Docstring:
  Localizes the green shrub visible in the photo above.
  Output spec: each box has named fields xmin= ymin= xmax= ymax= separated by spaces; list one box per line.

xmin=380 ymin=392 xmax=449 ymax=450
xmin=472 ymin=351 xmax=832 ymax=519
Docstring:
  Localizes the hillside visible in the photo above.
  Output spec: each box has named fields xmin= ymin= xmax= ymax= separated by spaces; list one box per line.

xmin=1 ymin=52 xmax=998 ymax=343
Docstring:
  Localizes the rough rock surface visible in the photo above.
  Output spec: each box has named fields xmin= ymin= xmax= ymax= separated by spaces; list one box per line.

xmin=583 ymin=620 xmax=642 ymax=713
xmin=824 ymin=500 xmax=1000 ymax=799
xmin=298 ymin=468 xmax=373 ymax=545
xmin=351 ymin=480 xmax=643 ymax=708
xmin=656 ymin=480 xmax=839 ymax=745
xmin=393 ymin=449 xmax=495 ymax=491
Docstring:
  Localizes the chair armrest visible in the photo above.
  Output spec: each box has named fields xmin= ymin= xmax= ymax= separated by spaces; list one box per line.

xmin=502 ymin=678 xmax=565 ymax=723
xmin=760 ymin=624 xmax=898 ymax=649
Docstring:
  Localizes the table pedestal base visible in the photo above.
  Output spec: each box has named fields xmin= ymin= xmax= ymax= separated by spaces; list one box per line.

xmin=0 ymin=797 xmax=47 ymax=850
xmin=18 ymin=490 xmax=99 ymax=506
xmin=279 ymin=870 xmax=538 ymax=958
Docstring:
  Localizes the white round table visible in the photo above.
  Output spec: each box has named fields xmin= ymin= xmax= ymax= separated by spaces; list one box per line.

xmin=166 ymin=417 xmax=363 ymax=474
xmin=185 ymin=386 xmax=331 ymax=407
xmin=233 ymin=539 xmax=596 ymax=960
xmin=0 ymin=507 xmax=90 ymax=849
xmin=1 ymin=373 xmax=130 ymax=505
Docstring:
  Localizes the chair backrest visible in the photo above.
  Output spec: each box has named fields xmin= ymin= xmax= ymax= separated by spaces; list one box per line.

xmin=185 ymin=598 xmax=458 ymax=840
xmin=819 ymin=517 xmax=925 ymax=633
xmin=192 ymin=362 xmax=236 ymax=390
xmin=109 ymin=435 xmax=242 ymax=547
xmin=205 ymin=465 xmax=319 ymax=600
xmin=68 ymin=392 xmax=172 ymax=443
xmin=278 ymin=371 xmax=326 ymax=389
──────────
Copy out every line of the data where the word "chair" occurs.

  Localizes the chair armrest visible in the photo above.
  Localizes the chair backrest visible in the photo above.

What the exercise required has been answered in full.